Annotated coordinate records ▸

- - -

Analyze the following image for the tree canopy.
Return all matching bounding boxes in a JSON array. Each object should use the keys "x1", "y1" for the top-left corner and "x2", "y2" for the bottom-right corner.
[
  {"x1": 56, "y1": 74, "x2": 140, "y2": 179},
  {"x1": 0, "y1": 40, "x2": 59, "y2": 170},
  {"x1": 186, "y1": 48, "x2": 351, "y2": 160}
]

- - -

Direction ▸ Please rewrite all of the items above, substituting "rectangles" for "bounding boxes" and leaving everything else unchanged.

Answer to this exercise ▸
Analyze the following image for the tree canopy.
Return all matching rectangles in a JSON array. Each object should use the keys "x1", "y1" for the top-left corner and "x2", "y2" for the bottom-right corner.
[
  {"x1": 56, "y1": 74, "x2": 140, "y2": 179},
  {"x1": 0, "y1": 40, "x2": 59, "y2": 170},
  {"x1": 186, "y1": 48, "x2": 351, "y2": 160}
]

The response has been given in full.